→ EXERCISE DETAILS: Convert the records, from the start through the line with "point(404, 508)", into a two-column CSV headed input and output. Give one row per record, with its text and its answer each in a single quoted field and any line breaks replaced by spaces, and leave out the picture.

□ □ □

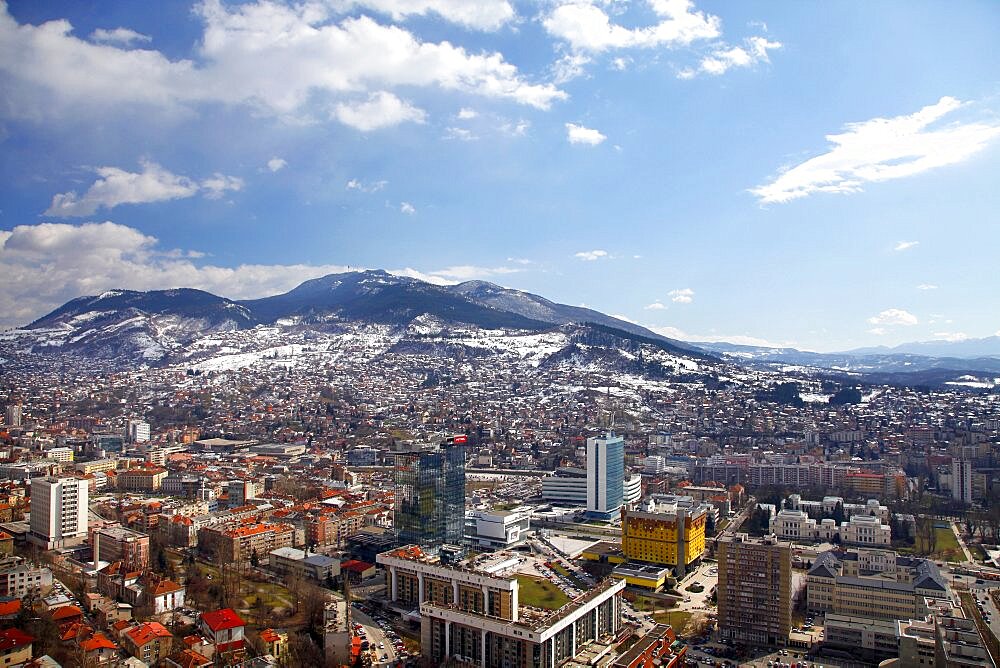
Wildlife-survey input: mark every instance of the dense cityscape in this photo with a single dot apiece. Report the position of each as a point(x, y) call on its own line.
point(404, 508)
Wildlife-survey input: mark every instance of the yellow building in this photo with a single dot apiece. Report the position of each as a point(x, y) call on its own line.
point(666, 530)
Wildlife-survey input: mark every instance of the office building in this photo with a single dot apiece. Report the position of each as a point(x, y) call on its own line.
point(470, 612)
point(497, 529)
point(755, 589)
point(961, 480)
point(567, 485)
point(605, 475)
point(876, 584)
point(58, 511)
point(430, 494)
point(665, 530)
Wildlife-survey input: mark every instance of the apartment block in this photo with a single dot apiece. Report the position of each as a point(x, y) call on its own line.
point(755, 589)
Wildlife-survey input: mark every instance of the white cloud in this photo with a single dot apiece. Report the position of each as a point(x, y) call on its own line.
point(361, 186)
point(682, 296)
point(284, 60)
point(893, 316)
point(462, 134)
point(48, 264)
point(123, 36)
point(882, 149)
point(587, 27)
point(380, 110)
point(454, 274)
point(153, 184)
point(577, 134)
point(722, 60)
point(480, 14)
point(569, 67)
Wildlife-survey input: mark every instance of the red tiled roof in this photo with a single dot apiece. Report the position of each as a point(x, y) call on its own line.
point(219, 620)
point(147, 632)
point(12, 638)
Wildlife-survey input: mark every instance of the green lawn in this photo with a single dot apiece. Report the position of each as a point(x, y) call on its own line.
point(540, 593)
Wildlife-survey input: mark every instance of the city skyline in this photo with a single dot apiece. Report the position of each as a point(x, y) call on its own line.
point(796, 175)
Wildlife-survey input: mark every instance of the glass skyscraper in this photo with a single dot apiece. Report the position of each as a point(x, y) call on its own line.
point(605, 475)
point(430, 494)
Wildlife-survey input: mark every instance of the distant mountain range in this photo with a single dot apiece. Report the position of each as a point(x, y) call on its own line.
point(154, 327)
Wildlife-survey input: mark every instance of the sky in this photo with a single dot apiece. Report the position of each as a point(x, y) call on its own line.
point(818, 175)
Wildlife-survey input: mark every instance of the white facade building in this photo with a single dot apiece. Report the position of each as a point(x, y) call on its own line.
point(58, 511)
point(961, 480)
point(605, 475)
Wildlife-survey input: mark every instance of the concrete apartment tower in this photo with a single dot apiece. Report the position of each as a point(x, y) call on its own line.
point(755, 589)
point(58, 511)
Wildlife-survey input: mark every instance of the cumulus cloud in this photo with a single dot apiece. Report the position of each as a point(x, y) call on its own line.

□ □ □

→ COMPLETED TASK:
input,output
"Wildlife-survey input: mark every instance of the dense cityscape in this photo with a single dot apiece. Report the position of each as a point(x, y) call on its own line.","point(404, 508)"